**Document excerpt**
════

The Defence Materials Technology Centre has selected three projects to progress under Round Two of the Medical Countermeasures Program.
Defence Industry Minister Christopher Pyne said more than 50 expressions of interest were received from across Australia, and that the three successful projects will share around $5 million worth of funding under the program.
“Flinders University, the Australian Respiratory & Sleep Medicine Institute and Adelaide-based SME Vaxine Pty Ltd will work collaboratively to advance the work on vaccines against Japanese encephalitis and related viruses,” Minister Pyne said.
“The University of Queensland will lead the development of magnetic nanotechnologies that will assist with the administration of anti-biotics by speeding up the diagnosis of microbial infections.
“Planet Innovation and research partners from CSIRO will partner on a project to further develop a deployable, point of care diagnostic system that can track outbreaks as they happen in real time, minimising the spread of disease.”
The project was part of Round One of the program, and is being extended under Round Two. The team have developed a novel POC device with a high-performance test cartridge to allow testing for a panel of infectious disease agents. This phase of the project is expected to add significantly to the POC device already in development, increasing its impact in both military and civilian applications.

════

**Study material**

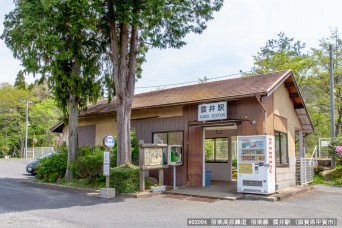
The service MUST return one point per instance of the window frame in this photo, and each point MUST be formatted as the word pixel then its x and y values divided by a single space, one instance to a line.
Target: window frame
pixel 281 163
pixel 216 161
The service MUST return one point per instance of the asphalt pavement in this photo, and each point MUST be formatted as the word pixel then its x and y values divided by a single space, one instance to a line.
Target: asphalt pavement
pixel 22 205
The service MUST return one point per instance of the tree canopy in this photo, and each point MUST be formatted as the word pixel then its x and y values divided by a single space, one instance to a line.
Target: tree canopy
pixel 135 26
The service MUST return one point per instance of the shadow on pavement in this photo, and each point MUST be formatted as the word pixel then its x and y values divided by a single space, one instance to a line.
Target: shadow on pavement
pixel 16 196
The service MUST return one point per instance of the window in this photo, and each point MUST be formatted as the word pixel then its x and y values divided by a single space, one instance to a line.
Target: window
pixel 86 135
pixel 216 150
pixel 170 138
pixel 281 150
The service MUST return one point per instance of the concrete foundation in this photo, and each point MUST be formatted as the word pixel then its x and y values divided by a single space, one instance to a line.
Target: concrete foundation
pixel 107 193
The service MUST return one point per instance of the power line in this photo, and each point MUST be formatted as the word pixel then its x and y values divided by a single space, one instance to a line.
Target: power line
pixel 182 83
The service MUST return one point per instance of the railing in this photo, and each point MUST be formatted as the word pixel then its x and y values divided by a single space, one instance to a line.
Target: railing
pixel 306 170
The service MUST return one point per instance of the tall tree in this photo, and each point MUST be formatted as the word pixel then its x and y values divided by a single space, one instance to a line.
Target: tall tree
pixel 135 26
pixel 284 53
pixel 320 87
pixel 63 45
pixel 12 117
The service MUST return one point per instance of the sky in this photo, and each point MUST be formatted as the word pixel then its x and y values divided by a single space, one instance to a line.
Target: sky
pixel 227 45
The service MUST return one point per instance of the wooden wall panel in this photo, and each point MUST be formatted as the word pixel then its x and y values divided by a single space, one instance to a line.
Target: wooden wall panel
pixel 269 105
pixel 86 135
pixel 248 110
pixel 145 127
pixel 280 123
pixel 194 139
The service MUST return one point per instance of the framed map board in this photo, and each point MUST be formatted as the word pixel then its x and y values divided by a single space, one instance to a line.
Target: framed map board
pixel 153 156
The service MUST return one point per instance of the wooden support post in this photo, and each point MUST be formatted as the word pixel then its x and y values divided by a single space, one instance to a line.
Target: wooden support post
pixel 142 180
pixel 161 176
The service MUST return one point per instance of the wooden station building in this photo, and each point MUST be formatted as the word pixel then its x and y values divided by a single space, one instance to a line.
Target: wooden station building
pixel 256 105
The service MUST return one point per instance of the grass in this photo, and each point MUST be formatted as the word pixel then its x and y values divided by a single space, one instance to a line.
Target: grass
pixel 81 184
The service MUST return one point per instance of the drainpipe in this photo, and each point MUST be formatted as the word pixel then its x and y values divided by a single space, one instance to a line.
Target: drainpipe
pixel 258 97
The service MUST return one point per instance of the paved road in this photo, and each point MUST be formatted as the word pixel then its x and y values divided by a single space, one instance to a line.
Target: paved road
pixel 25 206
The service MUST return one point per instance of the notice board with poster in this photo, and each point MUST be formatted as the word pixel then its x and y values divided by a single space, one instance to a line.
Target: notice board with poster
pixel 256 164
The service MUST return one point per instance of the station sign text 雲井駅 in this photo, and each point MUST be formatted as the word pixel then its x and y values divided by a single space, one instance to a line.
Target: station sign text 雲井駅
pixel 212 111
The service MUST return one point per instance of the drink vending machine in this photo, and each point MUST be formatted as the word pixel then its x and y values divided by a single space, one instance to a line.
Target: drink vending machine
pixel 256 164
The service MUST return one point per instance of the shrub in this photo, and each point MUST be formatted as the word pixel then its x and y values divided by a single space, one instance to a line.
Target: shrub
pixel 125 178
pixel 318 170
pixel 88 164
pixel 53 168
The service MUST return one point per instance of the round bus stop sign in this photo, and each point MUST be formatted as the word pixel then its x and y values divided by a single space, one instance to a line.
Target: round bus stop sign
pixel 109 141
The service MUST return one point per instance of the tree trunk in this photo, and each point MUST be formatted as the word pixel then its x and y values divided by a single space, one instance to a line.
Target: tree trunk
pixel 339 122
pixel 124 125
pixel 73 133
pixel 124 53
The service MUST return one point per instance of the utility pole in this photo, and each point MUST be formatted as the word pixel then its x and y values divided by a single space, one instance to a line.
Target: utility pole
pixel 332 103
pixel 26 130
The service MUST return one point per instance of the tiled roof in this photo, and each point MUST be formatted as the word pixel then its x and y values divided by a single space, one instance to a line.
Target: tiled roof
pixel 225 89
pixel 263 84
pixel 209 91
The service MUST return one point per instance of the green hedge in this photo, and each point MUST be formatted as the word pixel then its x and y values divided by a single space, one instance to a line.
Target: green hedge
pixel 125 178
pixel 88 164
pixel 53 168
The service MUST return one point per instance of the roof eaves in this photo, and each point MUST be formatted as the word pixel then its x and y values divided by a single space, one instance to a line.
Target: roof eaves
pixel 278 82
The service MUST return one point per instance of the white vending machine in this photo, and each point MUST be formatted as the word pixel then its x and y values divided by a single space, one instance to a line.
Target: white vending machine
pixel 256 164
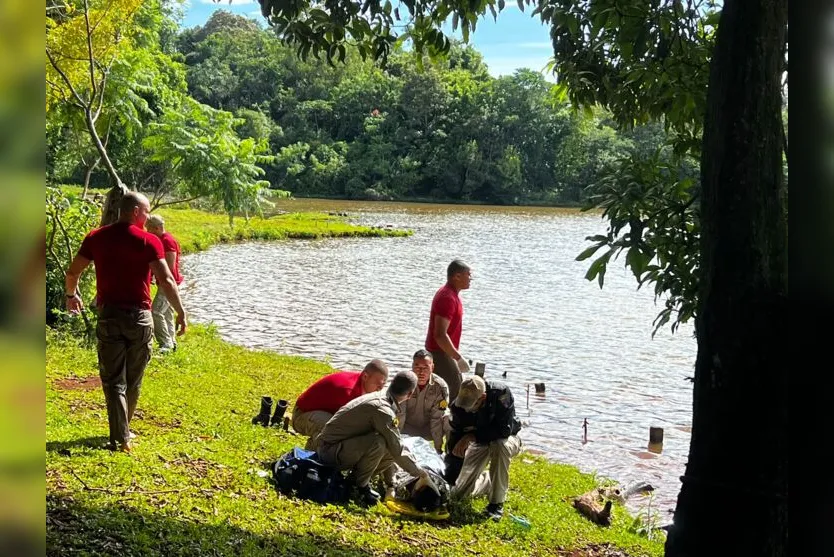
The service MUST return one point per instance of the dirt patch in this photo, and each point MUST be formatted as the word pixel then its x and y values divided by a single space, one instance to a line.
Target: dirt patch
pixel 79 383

════

**Study questions**
a. In the article on the Medical Countermeasures Program, shorten the paragraph that begins "Defence Industry Minister Christopher Pyne said" to a single brief sentence that keeps its main facts.
b. Write the next part of the article on the Medical Countermeasures Program, picking up after its final sentence.
The rows come from a separate source and are unrelated to the text.

**Solved problems**
a. Defence Industry Minister Christopher Pyne said the program drew more than 50 expressions of interest from across Australia and that the three selected projects will share about $5 million in funding.

b.
Minister Pyne said the projects received technical expertise and support from industry and research partners as part of the program.
“That in itself is a great reflection of the dual purpose of the DMTC – to enhance Defence capabilities but to also to strengthen the industrial sector supporting Defence.”
He added the projects are a step forward in reducing Australia’s reliance on imported medical countermeasures products.
Medical countermeasures are an important sovereign capability for military or civilian personnel in a range of scenarios including biological warfare or chemical attacks, as well as the potential spread of global infectious disease pandemics.
This round of projects has been supported by funding from CSIRO and DST Group through the Next Generation Technologies Fund.